= RECORDS TO USE =
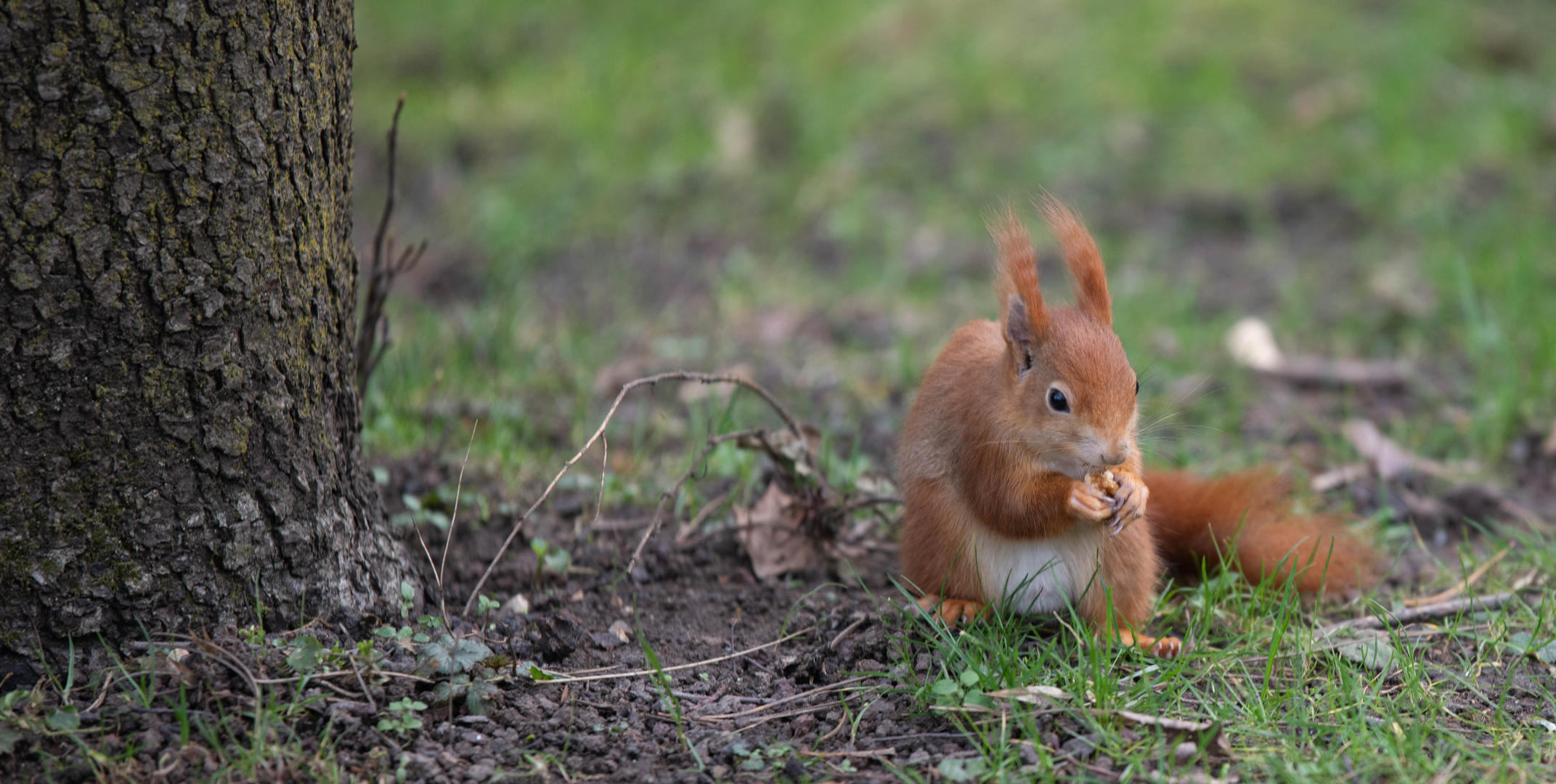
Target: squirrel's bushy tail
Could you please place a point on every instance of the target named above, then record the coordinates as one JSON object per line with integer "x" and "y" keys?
{"x": 1247, "y": 518}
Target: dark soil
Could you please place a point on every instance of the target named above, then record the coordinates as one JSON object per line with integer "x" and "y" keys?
{"x": 769, "y": 714}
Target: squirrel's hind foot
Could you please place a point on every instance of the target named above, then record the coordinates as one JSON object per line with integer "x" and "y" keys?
{"x": 953, "y": 611}
{"x": 1160, "y": 648}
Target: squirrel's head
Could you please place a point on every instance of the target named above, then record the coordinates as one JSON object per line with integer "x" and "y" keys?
{"x": 1074, "y": 388}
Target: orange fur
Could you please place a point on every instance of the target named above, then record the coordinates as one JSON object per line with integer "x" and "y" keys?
{"x": 1200, "y": 520}
{"x": 995, "y": 475}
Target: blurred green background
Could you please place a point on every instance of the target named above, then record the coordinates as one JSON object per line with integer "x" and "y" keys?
{"x": 799, "y": 190}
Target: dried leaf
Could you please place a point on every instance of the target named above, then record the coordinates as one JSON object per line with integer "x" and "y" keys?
{"x": 1172, "y": 725}
{"x": 772, "y": 536}
{"x": 1373, "y": 654}
{"x": 1390, "y": 460}
{"x": 1252, "y": 344}
{"x": 1339, "y": 476}
{"x": 1034, "y": 694}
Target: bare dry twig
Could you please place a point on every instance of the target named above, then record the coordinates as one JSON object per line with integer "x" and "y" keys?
{"x": 372, "y": 335}
{"x": 629, "y": 386}
{"x": 637, "y": 674}
{"x": 669, "y": 492}
{"x": 1426, "y": 613}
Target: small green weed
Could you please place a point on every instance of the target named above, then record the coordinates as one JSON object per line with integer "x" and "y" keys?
{"x": 402, "y": 716}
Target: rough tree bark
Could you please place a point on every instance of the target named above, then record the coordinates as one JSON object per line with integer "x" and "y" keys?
{"x": 179, "y": 427}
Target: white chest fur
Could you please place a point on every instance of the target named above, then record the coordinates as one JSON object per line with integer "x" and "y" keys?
{"x": 1038, "y": 576}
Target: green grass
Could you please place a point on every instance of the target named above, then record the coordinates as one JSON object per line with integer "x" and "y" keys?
{"x": 646, "y": 186}
{"x": 576, "y": 151}
{"x": 1292, "y": 706}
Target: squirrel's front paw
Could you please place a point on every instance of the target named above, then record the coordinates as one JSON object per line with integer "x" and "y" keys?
{"x": 1130, "y": 498}
{"x": 1088, "y": 503}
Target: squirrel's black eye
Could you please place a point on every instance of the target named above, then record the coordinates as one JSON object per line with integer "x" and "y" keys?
{"x": 1057, "y": 400}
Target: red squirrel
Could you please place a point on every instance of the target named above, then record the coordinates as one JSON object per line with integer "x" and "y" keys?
{"x": 1023, "y": 476}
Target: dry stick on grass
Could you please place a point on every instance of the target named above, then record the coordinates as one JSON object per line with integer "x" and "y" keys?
{"x": 600, "y": 433}
{"x": 372, "y": 335}
{"x": 1426, "y": 613}
{"x": 808, "y": 693}
{"x": 841, "y": 635}
{"x": 669, "y": 492}
{"x": 1463, "y": 584}
{"x": 637, "y": 674}
{"x": 442, "y": 570}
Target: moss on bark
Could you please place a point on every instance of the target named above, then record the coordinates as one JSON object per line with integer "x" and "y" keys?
{"x": 179, "y": 427}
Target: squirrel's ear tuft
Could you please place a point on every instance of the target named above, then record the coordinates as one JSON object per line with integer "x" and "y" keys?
{"x": 1021, "y": 311}
{"x": 1082, "y": 258}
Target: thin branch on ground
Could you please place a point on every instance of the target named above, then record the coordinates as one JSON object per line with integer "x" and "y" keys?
{"x": 669, "y": 492}
{"x": 1427, "y": 612}
{"x": 802, "y": 695}
{"x": 1460, "y": 587}
{"x": 372, "y": 335}
{"x": 600, "y": 433}
{"x": 704, "y": 663}
{"x": 442, "y": 570}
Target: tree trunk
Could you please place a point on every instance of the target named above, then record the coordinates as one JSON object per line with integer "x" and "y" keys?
{"x": 179, "y": 442}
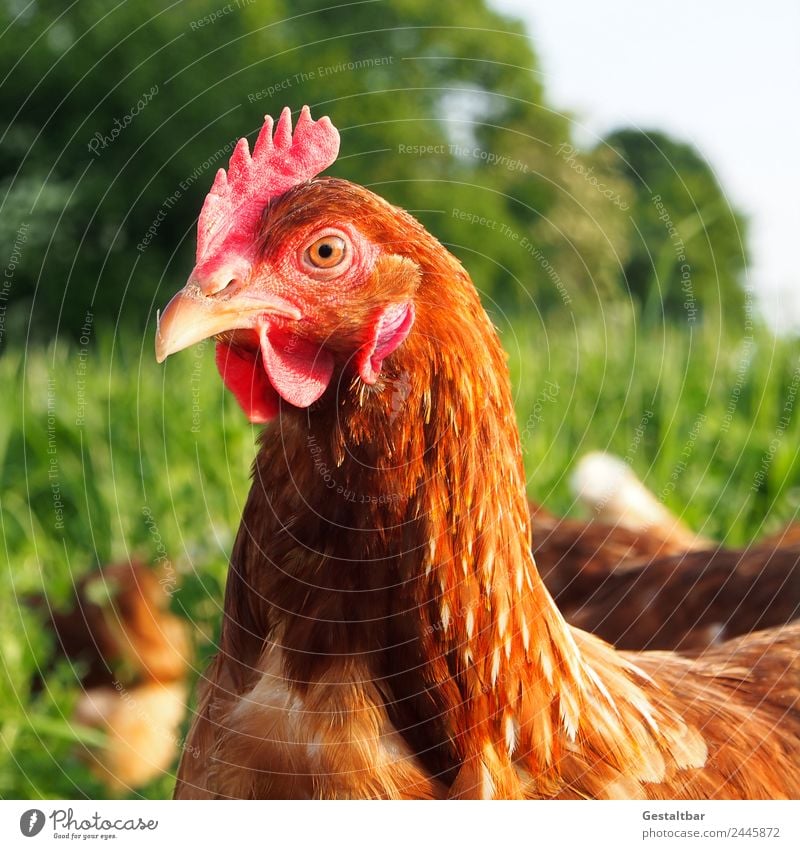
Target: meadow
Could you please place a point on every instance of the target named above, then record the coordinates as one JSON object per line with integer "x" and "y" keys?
{"x": 105, "y": 455}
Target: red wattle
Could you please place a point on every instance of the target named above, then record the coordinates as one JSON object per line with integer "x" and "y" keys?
{"x": 388, "y": 332}
{"x": 244, "y": 375}
{"x": 299, "y": 370}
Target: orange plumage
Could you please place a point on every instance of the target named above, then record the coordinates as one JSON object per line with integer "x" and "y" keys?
{"x": 386, "y": 633}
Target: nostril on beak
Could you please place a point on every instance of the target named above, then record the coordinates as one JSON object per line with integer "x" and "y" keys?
{"x": 220, "y": 285}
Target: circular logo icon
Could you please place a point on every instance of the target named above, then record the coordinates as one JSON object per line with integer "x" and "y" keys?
{"x": 31, "y": 822}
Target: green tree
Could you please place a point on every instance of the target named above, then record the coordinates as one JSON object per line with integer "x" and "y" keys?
{"x": 117, "y": 116}
{"x": 687, "y": 254}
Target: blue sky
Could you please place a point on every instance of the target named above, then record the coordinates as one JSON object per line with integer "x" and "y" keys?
{"x": 723, "y": 75}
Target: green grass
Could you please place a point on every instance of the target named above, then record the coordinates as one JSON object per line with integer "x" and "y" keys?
{"x": 119, "y": 437}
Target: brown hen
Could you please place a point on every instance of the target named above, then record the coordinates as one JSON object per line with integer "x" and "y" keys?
{"x": 386, "y": 633}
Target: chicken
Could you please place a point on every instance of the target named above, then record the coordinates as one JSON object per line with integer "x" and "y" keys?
{"x": 386, "y": 633}
{"x": 131, "y": 655}
{"x": 640, "y": 579}
{"x": 575, "y": 557}
{"x": 609, "y": 488}
{"x": 694, "y": 600}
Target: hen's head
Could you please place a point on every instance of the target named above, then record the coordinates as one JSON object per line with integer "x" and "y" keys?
{"x": 299, "y": 278}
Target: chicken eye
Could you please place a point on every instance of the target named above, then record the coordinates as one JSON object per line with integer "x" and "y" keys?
{"x": 327, "y": 252}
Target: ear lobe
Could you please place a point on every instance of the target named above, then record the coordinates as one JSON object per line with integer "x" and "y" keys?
{"x": 388, "y": 331}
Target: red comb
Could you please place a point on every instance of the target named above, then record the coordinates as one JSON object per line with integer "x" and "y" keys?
{"x": 233, "y": 208}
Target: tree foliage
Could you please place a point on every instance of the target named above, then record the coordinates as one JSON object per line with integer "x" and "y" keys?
{"x": 116, "y": 117}
{"x": 687, "y": 256}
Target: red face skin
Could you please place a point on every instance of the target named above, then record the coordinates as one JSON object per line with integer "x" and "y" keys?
{"x": 316, "y": 296}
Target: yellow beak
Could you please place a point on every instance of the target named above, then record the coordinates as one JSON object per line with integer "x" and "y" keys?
{"x": 192, "y": 316}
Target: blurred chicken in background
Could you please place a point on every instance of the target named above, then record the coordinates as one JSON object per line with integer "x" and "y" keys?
{"x": 638, "y": 577}
{"x": 130, "y": 656}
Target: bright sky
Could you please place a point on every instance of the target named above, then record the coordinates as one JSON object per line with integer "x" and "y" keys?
{"x": 723, "y": 75}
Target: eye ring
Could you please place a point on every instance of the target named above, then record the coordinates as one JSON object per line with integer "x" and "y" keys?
{"x": 327, "y": 253}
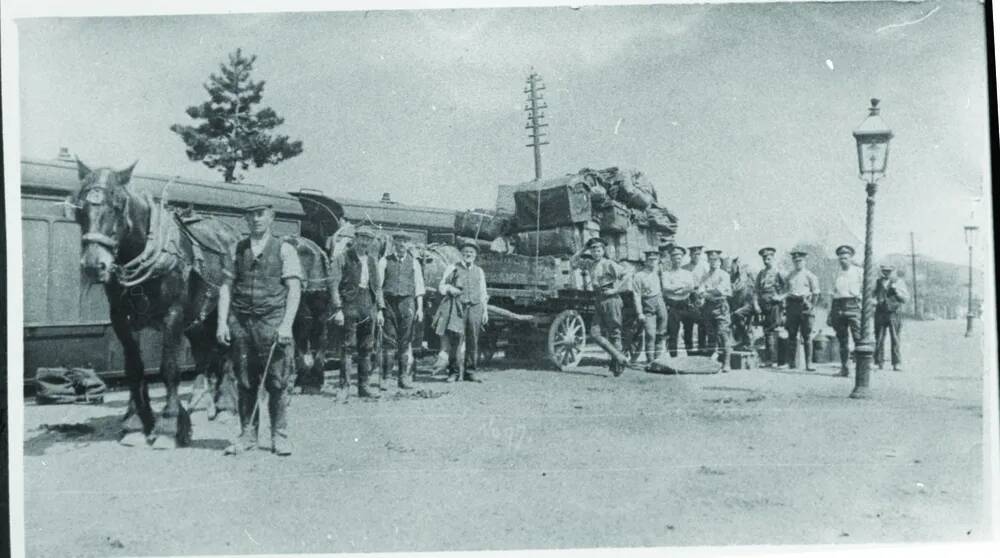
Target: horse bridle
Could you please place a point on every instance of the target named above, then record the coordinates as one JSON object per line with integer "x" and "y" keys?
{"x": 97, "y": 195}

= PROBLEM DESCRIPTION =
Retype the listing exactly. Pictures do not belong in the copy.

= OUTPUT OF THE TASK =
Target: squirrel's bushy tail
Could you please place a point on every instance of the target named above, then record the coordinates as one JSON object per line with integer "x" and "y" keys?
{"x": 1247, "y": 518}
Target: dark soil
Could you please place a point on every instance of the target named above, then record the coordinates as one JSON object per line with integer "x" and "y" keys?
{"x": 769, "y": 714}
Target: squirrel's hind foot
Could you please place a point on every instance of the target named above, then record the coordinates as one JSON object per line with integer "x" and "y" keys?
{"x": 953, "y": 611}
{"x": 1160, "y": 648}
Target: squirrel's head
Could you please place a point on every instance of the target named above, then record the coordinates as one JSON object per line with integer "x" and "y" keys?
{"x": 1074, "y": 388}
Target: orange fur
Could you please place a point on every instance of the target named above, then record the coordinates as one JSON object per line with integer "x" and "y" keys?
{"x": 1200, "y": 520}
{"x": 995, "y": 475}
Target: blurred green background
Could you please place a point on every instance of the target named above, then record the coordinates as one JSON object per line with integer "x" and "y" keys?
{"x": 799, "y": 190}
Target: dried leaf
Could you please place a point on every instance of the target named above, then record the coordinates as one JSON object per line with integer "x" and "y" keys?
{"x": 1172, "y": 725}
{"x": 772, "y": 536}
{"x": 1373, "y": 654}
{"x": 1390, "y": 460}
{"x": 1252, "y": 344}
{"x": 1339, "y": 476}
{"x": 1034, "y": 694}
Target: bare dry twig
Could you please place a point on every instance of the target named above, then record the coordinates as one JSON object per line with integer "x" and "y" keys?
{"x": 372, "y": 335}
{"x": 629, "y": 386}
{"x": 637, "y": 674}
{"x": 669, "y": 492}
{"x": 1426, "y": 613}
Target: small green weed
Could you please place a point on every instance of the target named above, then record the coordinates as one JSON object per line with integer "x" and "y" keys?
{"x": 402, "y": 716}
Target: rough tree bark
Could you please place a point on every instance of the target named above, then record the coordinates as one JSON object per line with integer "x" and "y" keys?
{"x": 179, "y": 427}
Target: white chest fur
Could you please place a point on every instance of the target named above, then record the coordinates as one JSON object per line with integer "x" and "y" keys?
{"x": 1038, "y": 576}
Target: green grass
Could you please place a point on every instance of the target named above, then record the coordinates as one JSON object per line with integer "x" and "y" keys?
{"x": 646, "y": 186}
{"x": 576, "y": 151}
{"x": 1292, "y": 706}
Target: squirrel's front paw
Could you please place a point on every instance of the target named above, then record the coordinates as one JSON object per line with integer "x" and "y" keys?
{"x": 1130, "y": 498}
{"x": 1088, "y": 503}
Target: squirrel's black eye
Could you please place a point on every instance of the target named above, then record the coordinates as one JSON object per line with integer "x" and "y" keys?
{"x": 1057, "y": 400}
Target: red squirrel
Could you please place a point on every instance of the target named above, then record the coordinates as one JSON object per line with integer "x" and "y" keys?
{"x": 1023, "y": 476}
Target: dry stick on grass
Could you please place a point on every instance of the target named above, then record the coordinates as one JSON object per line with integer "x" and "y" keys?
{"x": 600, "y": 433}
{"x": 372, "y": 335}
{"x": 1426, "y": 613}
{"x": 808, "y": 693}
{"x": 841, "y": 635}
{"x": 669, "y": 492}
{"x": 1463, "y": 584}
{"x": 637, "y": 674}
{"x": 442, "y": 570}
Target: moss on bark
Could you please place a point on every instance of the target named above, then record the coordinates as one JSON object per line with integer "x" and "y" keys?
{"x": 179, "y": 427}
Target: squirrel's ear tuft
Could you please place a point on every instance of the target named above, then record the coordinates as one JSON object per line with integer "x" and "y" keys?
{"x": 1021, "y": 311}
{"x": 1082, "y": 258}
Target: thin branch on ground
Could you please place a point on every instance of the target named above, then record the coordinates as one JSON object per line with integer "x" and "y" keys?
{"x": 669, "y": 492}
{"x": 1427, "y": 612}
{"x": 802, "y": 695}
{"x": 1460, "y": 587}
{"x": 372, "y": 335}
{"x": 600, "y": 433}
{"x": 704, "y": 663}
{"x": 442, "y": 570}
Target: tree trunk
Could you please place a point on every instance of the target named above, then record the coordinates as one JSON object per line with integer "x" and "y" keys?
{"x": 179, "y": 442}
Target: meadow
Could you please place a point on every instance of the target named above, then record the coordinates as one JSON object per line with integer "x" and "y" keys?
{"x": 105, "y": 455}
Target: red wattle
Could you please place a point on every instance of the target named above, then record the coordinates as one JSON object per line with integer "x" and "y" keys?
{"x": 388, "y": 332}
{"x": 244, "y": 375}
{"x": 299, "y": 370}
Target: orange plumage
Could you please place a point on every instance of the target named above, then record the coordinates as one JSON object per line with integer "x" and "y" keys?
{"x": 386, "y": 633}
Target: nostril on beak
Could you please place a point on every instance of the target named above, then record the coordinates as one JSON object per line with integer "x" and "y" keys?
{"x": 220, "y": 285}
Target: circular logo icon
Could you please place a point on every instance of the target named above, then record the coordinates as one JSON object per line with integer "x" and "y" keys?
{"x": 31, "y": 822}
Target: green tree
Could you please place a point on every instance of the target named above, then record the coordinates as one JSON object per line with integer "x" and "y" keys?
{"x": 117, "y": 116}
{"x": 687, "y": 254}
Target: blue sky
Could you please place a point on every instance of the target named above, then record the coordinates as one JSON object per line with integer "x" and "y" keys?
{"x": 723, "y": 75}
Target: green grass
Could you please place a point on every instance of the target named above, then record the coordinates as one JSON object per line with integer "x" and "y" keys?
{"x": 119, "y": 437}
Target: brown hen
Could you please place a point on every instance of the target named above, then record the coordinates as one JSON object per line with integer "x" and "y" keys?
{"x": 386, "y": 633}
Target: chicken
Could you please place a point on every instance of the target named above, then record the coordinates as one JSON object per line with integer "x" and "y" keys?
{"x": 386, "y": 633}
{"x": 131, "y": 655}
{"x": 640, "y": 579}
{"x": 575, "y": 557}
{"x": 609, "y": 488}
{"x": 694, "y": 600}
Target: hen's head
Could you please place a point on every instance of the target named above, then record the coordinates as one JSON object per line with integer "x" and "y" keys?
{"x": 299, "y": 278}
Target: chicken eye
Could you please place a point on every instance of the target named above, then record the coordinates as one JSON object per line with integer "x" and "y" keys?
{"x": 327, "y": 252}
Target: ear lobe
Could you please place a point on every instance of the target named above, then record the coordinates as one JSON object per line with integer "x" and "y" keys?
{"x": 388, "y": 331}
Target: red comb
Could you please place a point on every instance of the target named above, then record the coordinates as one JSON object per line with integer "x" and "y" keys?
{"x": 233, "y": 208}
Target: tree foliage
Could you please place a point on every instance of the target named above, then record the coordinates as one JSON object per line with integer "x" and "y" keys?
{"x": 116, "y": 117}
{"x": 687, "y": 256}
Target: red face skin
Could you please place a point on every instance of the target named above, then record the coordinates as one JSON object per line with integer "x" and "y" keys?
{"x": 316, "y": 296}
Target: yellow beak
Could you please place a point on every instance of the target named above, then record the coordinates as one JSON object per line with integer "x" and "y" keys?
{"x": 192, "y": 316}
Target: blurred chicken in background
Could you please place a point on every instance of the target named above, then record the coordinates as one JSON object per line with integer "x" and "y" keys?
{"x": 638, "y": 577}
{"x": 130, "y": 656}
Target: bright sky
Could you please place a point on every instance of the target named above, then record the coordinates as one JSON object per line with integer "x" and "y" keys?
{"x": 723, "y": 75}
Target: eye ring
Could you please place a point on every instance of the target named above, then record the coordinates as one JSON object per line with integer "x" and "y" keys?
{"x": 327, "y": 253}
Target: horse bridle
Could you please place a point on every instance of the target named above, then record the coordinates as one JSON object per line with integer "x" and "y" keys?
{"x": 97, "y": 195}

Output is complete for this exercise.